start

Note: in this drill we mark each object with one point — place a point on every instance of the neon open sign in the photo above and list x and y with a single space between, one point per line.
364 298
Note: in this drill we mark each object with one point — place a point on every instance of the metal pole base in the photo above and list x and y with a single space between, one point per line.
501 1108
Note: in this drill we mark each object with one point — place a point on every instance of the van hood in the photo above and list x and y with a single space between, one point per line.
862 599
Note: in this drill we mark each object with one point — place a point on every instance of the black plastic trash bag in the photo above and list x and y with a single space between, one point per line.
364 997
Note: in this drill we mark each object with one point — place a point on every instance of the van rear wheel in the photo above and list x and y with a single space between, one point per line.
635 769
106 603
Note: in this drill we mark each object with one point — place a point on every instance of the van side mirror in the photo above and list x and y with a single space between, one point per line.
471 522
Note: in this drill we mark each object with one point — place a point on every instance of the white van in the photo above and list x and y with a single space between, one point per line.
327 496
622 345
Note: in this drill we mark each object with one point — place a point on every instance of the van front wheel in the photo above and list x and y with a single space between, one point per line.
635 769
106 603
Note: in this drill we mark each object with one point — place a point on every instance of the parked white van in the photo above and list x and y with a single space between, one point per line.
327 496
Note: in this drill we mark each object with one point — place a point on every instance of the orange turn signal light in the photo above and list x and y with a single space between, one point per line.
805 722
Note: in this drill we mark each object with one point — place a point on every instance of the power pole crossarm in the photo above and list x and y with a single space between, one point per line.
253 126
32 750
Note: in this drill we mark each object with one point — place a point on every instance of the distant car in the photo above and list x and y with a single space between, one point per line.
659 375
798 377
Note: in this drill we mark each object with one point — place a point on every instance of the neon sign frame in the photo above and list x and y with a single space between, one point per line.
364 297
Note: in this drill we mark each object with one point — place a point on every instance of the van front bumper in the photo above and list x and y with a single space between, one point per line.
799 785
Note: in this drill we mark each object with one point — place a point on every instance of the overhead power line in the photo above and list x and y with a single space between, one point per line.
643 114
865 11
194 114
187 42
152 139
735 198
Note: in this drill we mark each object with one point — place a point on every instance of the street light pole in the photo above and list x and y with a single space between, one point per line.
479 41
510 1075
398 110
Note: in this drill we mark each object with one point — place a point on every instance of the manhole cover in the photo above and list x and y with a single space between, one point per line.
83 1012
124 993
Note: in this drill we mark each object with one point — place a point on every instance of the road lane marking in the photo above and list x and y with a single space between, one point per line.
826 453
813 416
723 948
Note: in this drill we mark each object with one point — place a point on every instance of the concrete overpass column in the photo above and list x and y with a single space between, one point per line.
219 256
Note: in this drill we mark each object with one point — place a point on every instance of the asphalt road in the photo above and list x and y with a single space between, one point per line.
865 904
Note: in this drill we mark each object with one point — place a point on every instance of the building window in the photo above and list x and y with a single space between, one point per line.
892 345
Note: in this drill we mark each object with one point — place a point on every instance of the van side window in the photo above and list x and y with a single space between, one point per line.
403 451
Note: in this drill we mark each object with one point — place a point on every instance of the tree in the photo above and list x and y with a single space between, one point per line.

end

• YOUR INSTRUCTIONS
Quote every entry exactly.

• RESULT FOR THIS TASK
Note: in this drill we mark each object with one point — place a point on every instance of the neon open sign in the photo above and list x and y with a single space between, one point per line.
364 298
Note: in this drill we mark each object with one point — place a point on every instance of the metal pole base in the photo above and list x and y with a single space between, one point per line.
501 1108
Note: in this drill we mark each object with one point — place a point on every instance of the van hood in the photo above and list x and y with a single space between, one point per line.
862 599
Note: in this drill we mark each object with one point — place a point on every instance of the black plastic trash bag in the photo above and list x and y with a single space between, one point per line.
364 997
Note: in this drill we mark each object with one point — place a point on every instance of the van rear wheel in the photo above and list x and y with a single space between, one point per line.
635 769
106 603
Note: in this drill we mark each object with one point — place a point on every instance of the van side mirror in the photo above and list x and y with a single space between, one point per line.
471 522
Note: in this drill we mark each object with one point — place a point on every instance of the white van in the photo above and list x and y with a single space between, one point per line.
327 496
622 345
Note: in this drill we mark each object with one point — place a point on every instance of the van front wheel in the photo above and list x and y with a single space between, one point per line.
635 769
106 603
Note: in this drill we mark each object with one point — place a point on every instance of the parked white van in the photo above and list x and y with a single space between, one point per line.
327 496
Note: in this drill we mark each object with one point — place a point on every instance of the orange turn signal light in the photo above and list x and y with a single space between, one point per line.
805 722
Note: in this drill we mark each object with one point — place a point on every instance of the power pole crossarm in the photo above and list x and y with a single space between, one point per line.
253 126
32 750
Note: in this drill we mark each object with one point — place a point on every instance of the distant car in the photo above and list x and y with a single space between, one point per line.
659 375
798 377
Note: in this drill we mark each object with one point — place a point on every instance of the neon sign frame in the photo above and list x and y with a single space between, one point per line.
364 297
Note: in this drill we mark each object with one point — place a point on every instance of the van front bumper in the photo above and list x and y with a single space between, one point per line.
799 785
Note: in this drill we mark each object with one point — place a point on every instance of the overhead power line in the photo above and list x and y with a single space between, one point per line.
643 114
865 11
194 114
187 42
152 139
735 198
Note: in this drill we mark each object with one point — place a point on every instance of the street light pole in the photo above and list x and y with a single space between, one point per line.
479 41
510 1075
398 110
Note: in this drill we mark each object with one point — place a point on every instance of the manhole cover in the photo above and list x and y with a single space between, one point per line.
83 1012
124 993
Note: in this drill we mark each object with one point — place a point on every instance of the road lane marking in the photo above and list x and y with a single space between, one point per line.
826 453
813 416
723 948
Note: in this drill we mark each object with one point — place a point on every instance of the concrete overpass column in the photo above and list x and y with a single space between, one point per line.
219 256
Note: in this drill we mark each object with one point — place a point on every instance of the asphalt road in the photo above and list x and y with a single space between, one point per line.
865 904
Note: in this drill we mark each object with one point — place a point on every instance of the building window in the photo above and list x and y with a single space between, one point per line.
892 345
Note: in this drill we mark each object with one point — place a point on every instance of the van side window in the photo above and list x and y with a single space between, one point per line.
403 451
Note: in this drill we mark each object with one point — place a point on every instance of the tree in the photo above and list x and y with a single space between, one point per line.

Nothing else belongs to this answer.